--- START ---

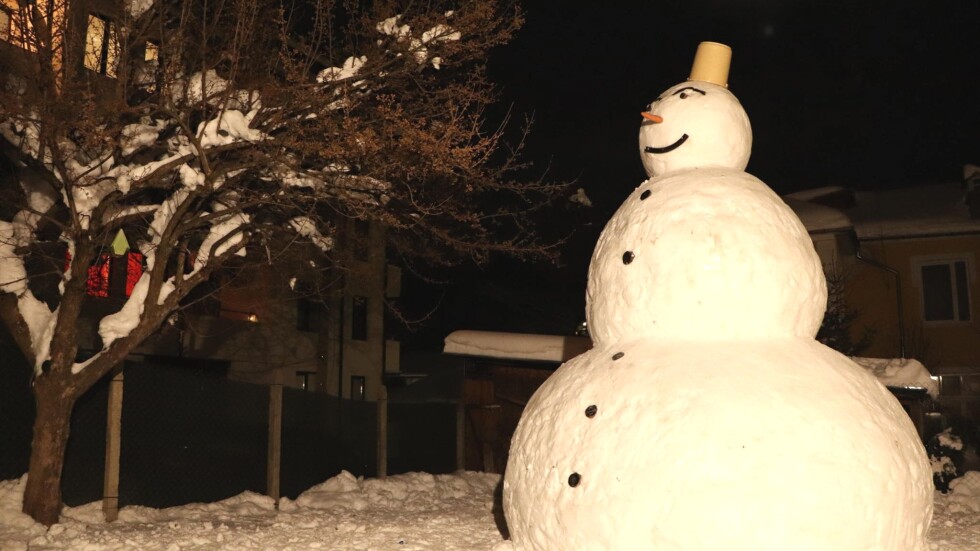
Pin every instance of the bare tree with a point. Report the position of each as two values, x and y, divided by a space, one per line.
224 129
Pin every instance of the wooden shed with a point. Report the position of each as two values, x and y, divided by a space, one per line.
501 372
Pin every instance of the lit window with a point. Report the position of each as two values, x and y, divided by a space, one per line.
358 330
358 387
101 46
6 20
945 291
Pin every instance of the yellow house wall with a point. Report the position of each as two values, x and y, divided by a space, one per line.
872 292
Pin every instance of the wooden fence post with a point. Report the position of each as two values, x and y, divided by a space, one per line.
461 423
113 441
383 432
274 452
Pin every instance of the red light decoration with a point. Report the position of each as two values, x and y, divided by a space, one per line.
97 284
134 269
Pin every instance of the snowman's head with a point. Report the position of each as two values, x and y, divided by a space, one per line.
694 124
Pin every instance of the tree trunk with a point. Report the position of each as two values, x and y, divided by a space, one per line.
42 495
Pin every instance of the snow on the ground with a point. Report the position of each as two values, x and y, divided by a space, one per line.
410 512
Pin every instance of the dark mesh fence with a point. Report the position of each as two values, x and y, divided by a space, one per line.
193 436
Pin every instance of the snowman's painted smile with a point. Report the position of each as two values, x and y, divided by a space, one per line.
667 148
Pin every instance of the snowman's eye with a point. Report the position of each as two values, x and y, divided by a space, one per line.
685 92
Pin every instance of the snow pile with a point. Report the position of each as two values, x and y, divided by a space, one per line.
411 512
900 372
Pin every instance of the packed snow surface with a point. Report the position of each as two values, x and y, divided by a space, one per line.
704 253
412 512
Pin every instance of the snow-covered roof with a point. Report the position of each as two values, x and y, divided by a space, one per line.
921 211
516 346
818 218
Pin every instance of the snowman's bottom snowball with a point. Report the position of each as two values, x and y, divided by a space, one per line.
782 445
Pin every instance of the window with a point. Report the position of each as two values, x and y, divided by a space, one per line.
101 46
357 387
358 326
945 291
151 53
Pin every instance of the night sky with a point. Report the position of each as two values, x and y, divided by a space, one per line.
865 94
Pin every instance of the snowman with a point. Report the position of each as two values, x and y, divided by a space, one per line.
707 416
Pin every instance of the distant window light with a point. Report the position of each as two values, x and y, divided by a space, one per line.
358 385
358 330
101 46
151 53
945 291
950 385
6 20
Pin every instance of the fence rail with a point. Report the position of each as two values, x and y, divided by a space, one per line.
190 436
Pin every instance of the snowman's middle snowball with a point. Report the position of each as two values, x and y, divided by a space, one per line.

--- END ---

WHAT YOU ARE ASKED TO DO: Copy out every entry above verbatim. Leave each picture out.

YOUR RESPONSE:
Pin every instance of the bare tree with a point. Report the position of each as two values, x and y, divided by a space, one per line.
224 129
Pin every instance of the wooden shed with a point. Report the position of each as two values, x and y, divided by a space, one per line.
501 372
Pin every instance of the lit window with a point. Report the position of each as two values, x and y, divided by a space, one per line.
358 330
358 387
101 46
6 20
945 291
Pin every instance of the yellow house wall with a point. Report the position of each as two values, x and y, divided by a space, one per line.
872 292
Pin every instance of the wooden fence post with a point. Report the position of each as two values, x and y, divided by a space, one per line.
461 423
113 441
383 432
274 452
Pin every instance of the red light decoration with a point. Report the position of each as two values, x and y, divided by a space, one per line.
97 284
134 269
Pin every instance of the snowman's head with a point. Report the position of each as two values, x and y, divided by a space, one per line.
694 124
Pin every instance of the tree trunk with a point. Report the position of each as two values, x and y, divided by a space, one per line.
42 495
Pin every instance of the snow on the ground with a point. Report the position of each as two values, x and y, divided by a space, one per line.
410 512
Pin every instance of the dark mesh fence with a point. Report the position of each as two values, x and y, divided by a space, one per line.
193 436
Pin every instance of the snowman's painted smile with a point. Report the position of each as two values, x and y, divided by a space, one per line.
667 148
Pin every instance of the snowman's eye with a point. Report the position of each as two values, x and y, divided by a space, one per line.
685 92
Pin every instance of the snow pile with a point. Report the position of each as two values, x and y, divided by a space, one per line.
411 512
900 372
Pin every instance of the packed snow surface with a point. Report the position of each as two values, x and y, divided by a space, one per line.
704 253
412 512
Pin every instance of the snow-covered roof with a point. Report the position of each as two values, x and y, divided by a space, one per line.
921 211
516 346
818 218
Pin every instance of the snowman's bottom snowball with a point. Report the position of each as two values, x and y, divided by a space, one per line.
782 445
Pin every instance of the window with a point. Report the position of each as two values, x and y, divided by a space, one per line.
101 46
357 387
358 326
945 291
151 53
Pin every instance of the night sky with a point. Report the position of each as two values, x and y, divided by a space, one per line.
865 94
Pin every instance of the snowman with a point. Report the position of each as two values, x and y, divided by a space, one per line.
707 416
Pin every instance of the distant window light with a point. Report the position of each as two values, x and y, divided by a space, one per line.
358 385
358 330
101 46
151 53
945 291
950 385
6 20
Pin every instance of the fence rail with a point. Report the position of each as two values, x and y, divided by a space, one per line.
190 436
Pin every instance of the snowman's middle snowball with a point. Report the position of each as two values, x and y, divided by a space, one per line.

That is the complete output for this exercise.